§ DETALHES DO EXERCÍCIO:
Extraia todas as linhas abaixo e reproduza-as sem nenhuma alteração. Deixe as imagens de fora da resposta.

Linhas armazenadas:
---------------

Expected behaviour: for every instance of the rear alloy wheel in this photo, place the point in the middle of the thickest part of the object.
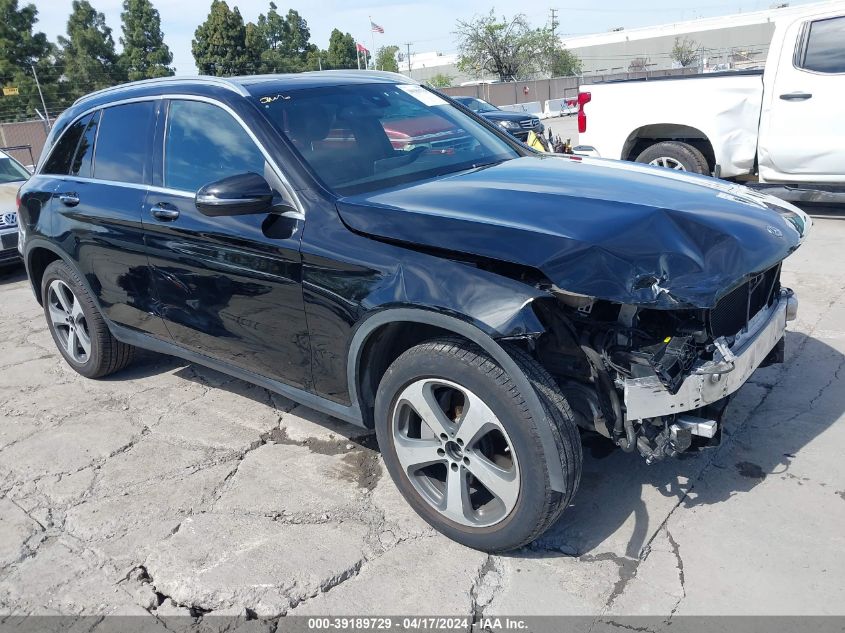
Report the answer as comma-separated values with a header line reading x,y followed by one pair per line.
x,y
78,328
463,446
68,322
675,155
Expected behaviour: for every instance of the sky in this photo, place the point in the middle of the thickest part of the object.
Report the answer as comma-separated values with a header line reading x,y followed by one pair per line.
x,y
428,25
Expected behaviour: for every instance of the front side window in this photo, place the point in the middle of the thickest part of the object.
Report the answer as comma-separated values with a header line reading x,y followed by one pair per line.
x,y
371,136
62,153
123,142
11,170
825,47
203,144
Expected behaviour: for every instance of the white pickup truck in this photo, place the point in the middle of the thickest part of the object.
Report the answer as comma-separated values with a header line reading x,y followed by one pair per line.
x,y
783,126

---------------

§ EM RESPOSTA:
Expected behaviour: for every instance of the rear alloy wheel in this photo, place the point in the middle of the thickest part of the object.
Report the answer as comma-separated values with a header line reading x,y followed by one pair per line.
x,y
78,328
463,446
68,322
675,155
Expected behaviour: for every instance of the sky in this photo, place the point in the middle of the thickest part of the object.
Report the answer as comma-separated values with a header line reading x,y followed by one pair per line.
x,y
428,25
Expected behaviour: for every instance of the front side window in this photo, place the point in the middle of the thickest part of the object.
Report the answer as comma-separated values with a header line reading x,y followed by one pair per line.
x,y
371,136
62,153
123,142
11,170
825,47
203,144
Expected behaviour: for every instance of the white pickup truck in this photo, place the point in the middle of the thickest part of the object.
Report the answer as comma-separated values with a header line reading x,y followed by one pair per line.
x,y
783,126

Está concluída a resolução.